Dataset rows showing where objects appear:
--- Begin ---
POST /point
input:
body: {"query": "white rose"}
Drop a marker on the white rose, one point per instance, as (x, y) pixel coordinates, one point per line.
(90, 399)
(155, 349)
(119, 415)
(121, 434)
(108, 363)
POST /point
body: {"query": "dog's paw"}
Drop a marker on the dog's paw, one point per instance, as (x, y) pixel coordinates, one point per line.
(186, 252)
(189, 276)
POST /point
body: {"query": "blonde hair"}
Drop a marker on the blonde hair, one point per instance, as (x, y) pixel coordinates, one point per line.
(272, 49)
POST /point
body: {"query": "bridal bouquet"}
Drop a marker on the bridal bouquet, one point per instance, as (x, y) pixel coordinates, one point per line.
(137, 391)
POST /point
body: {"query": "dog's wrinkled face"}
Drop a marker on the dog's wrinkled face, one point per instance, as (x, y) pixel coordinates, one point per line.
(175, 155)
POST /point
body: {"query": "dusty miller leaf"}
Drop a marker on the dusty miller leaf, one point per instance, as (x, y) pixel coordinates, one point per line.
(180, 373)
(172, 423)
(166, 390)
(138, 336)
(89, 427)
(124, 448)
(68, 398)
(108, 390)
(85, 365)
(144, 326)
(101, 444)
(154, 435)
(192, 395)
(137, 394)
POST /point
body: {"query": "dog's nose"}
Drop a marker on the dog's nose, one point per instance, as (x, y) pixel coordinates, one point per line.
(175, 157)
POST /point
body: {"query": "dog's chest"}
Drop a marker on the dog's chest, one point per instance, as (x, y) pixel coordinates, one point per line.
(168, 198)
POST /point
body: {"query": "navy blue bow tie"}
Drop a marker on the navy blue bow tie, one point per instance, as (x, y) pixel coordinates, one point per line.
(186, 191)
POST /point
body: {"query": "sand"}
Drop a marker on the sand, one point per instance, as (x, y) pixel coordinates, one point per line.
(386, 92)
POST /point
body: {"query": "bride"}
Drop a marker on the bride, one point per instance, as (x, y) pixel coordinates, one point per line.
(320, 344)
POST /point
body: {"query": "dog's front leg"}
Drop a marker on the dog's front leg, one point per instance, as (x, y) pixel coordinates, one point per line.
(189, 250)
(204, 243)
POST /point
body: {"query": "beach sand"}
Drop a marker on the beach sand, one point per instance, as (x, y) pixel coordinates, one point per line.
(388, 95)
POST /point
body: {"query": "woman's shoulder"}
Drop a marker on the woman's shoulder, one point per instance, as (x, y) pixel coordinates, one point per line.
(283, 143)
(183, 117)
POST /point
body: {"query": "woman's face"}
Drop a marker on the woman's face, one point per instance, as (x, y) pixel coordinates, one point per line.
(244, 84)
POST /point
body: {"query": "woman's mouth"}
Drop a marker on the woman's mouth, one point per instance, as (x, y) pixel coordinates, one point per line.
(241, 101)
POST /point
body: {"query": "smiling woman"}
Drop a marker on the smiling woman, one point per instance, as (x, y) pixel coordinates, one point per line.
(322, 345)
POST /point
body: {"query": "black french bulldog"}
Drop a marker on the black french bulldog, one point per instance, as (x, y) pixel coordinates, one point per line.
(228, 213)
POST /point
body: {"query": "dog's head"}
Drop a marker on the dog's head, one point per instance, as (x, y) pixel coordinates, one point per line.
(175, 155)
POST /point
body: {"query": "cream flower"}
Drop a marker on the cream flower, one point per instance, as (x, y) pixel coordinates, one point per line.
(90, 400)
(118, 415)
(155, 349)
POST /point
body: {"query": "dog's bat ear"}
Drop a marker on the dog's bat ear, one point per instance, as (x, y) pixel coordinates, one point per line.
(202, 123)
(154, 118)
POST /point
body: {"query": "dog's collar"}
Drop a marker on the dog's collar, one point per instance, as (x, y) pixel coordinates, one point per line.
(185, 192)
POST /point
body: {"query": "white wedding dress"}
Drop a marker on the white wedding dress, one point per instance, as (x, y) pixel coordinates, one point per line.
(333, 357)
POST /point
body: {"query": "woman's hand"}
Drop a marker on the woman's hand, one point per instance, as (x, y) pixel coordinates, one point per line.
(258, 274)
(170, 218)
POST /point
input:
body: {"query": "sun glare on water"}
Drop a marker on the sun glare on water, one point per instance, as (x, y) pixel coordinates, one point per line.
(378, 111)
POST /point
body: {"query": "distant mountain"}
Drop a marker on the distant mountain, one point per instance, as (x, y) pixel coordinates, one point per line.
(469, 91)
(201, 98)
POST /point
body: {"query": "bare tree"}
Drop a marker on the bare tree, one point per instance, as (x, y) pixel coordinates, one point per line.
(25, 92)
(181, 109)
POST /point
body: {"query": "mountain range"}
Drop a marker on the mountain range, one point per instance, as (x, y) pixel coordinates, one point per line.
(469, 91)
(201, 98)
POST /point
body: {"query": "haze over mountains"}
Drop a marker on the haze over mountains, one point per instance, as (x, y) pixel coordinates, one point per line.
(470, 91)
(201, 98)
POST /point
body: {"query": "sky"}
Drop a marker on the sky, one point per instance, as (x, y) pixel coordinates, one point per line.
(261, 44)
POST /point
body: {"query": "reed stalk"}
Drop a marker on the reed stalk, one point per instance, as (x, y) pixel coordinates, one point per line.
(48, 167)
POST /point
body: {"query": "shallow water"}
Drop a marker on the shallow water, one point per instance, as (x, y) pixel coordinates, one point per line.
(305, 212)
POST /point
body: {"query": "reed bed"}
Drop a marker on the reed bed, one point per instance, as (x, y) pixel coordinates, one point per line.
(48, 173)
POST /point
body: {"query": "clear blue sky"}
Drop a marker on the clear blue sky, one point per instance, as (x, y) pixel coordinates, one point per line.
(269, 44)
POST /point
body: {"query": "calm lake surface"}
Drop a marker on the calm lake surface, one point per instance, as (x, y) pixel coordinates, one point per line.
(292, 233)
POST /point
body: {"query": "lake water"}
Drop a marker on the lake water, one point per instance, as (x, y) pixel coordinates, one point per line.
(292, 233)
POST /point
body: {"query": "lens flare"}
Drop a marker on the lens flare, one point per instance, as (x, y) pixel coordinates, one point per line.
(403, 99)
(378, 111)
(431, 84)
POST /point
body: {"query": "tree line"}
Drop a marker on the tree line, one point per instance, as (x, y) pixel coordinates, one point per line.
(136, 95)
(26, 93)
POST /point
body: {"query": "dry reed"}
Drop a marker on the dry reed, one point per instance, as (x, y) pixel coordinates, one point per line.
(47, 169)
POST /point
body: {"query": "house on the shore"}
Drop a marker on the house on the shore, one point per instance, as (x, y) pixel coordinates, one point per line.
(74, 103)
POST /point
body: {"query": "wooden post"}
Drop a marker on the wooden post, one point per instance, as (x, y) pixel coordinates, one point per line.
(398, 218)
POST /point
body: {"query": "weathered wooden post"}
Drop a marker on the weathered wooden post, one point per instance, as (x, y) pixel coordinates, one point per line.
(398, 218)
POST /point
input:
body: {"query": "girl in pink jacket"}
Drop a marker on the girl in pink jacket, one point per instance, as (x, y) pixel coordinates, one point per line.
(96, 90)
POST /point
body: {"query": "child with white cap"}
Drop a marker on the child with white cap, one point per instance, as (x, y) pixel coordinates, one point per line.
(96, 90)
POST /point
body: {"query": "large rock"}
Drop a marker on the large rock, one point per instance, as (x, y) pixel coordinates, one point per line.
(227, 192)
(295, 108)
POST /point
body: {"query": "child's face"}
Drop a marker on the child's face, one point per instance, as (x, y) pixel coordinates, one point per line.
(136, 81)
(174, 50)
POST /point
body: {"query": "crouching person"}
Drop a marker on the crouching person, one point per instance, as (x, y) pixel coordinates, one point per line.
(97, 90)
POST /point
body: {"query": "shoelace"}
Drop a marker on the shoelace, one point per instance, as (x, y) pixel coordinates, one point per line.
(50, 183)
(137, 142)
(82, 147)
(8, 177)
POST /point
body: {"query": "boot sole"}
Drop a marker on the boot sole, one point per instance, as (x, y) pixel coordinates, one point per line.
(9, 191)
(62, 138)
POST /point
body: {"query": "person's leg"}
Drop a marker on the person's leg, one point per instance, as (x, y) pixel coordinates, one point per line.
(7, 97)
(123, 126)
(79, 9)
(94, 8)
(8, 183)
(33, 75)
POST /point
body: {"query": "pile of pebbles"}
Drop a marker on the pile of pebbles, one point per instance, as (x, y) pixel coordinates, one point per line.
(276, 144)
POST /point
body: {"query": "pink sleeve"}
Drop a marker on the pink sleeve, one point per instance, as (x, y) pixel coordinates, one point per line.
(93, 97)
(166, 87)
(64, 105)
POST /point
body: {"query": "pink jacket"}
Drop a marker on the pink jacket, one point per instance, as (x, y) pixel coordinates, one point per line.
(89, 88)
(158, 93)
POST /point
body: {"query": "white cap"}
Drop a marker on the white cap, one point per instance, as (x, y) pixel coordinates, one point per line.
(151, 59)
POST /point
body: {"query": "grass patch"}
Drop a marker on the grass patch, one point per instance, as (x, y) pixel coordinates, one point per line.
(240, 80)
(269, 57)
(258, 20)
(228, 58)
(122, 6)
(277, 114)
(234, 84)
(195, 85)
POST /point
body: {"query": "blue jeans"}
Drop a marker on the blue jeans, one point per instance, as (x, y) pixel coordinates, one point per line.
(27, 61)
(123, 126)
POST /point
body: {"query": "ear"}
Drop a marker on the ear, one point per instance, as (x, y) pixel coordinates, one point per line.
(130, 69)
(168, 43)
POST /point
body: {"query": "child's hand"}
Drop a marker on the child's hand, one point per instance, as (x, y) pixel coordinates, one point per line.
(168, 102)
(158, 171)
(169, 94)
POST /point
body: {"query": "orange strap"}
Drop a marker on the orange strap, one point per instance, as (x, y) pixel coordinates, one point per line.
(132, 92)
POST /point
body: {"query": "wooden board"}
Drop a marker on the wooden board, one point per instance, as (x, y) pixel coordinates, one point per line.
--- End ---
Aim — Identify every line in the records above that contains the word "mouth" and copy each of those lines.

Completed task —
body: {"query": "woman's mouth"}
Drop a marker on the woman's mouth, one point per instance, as (x, y) pixel coordinates, one point per line.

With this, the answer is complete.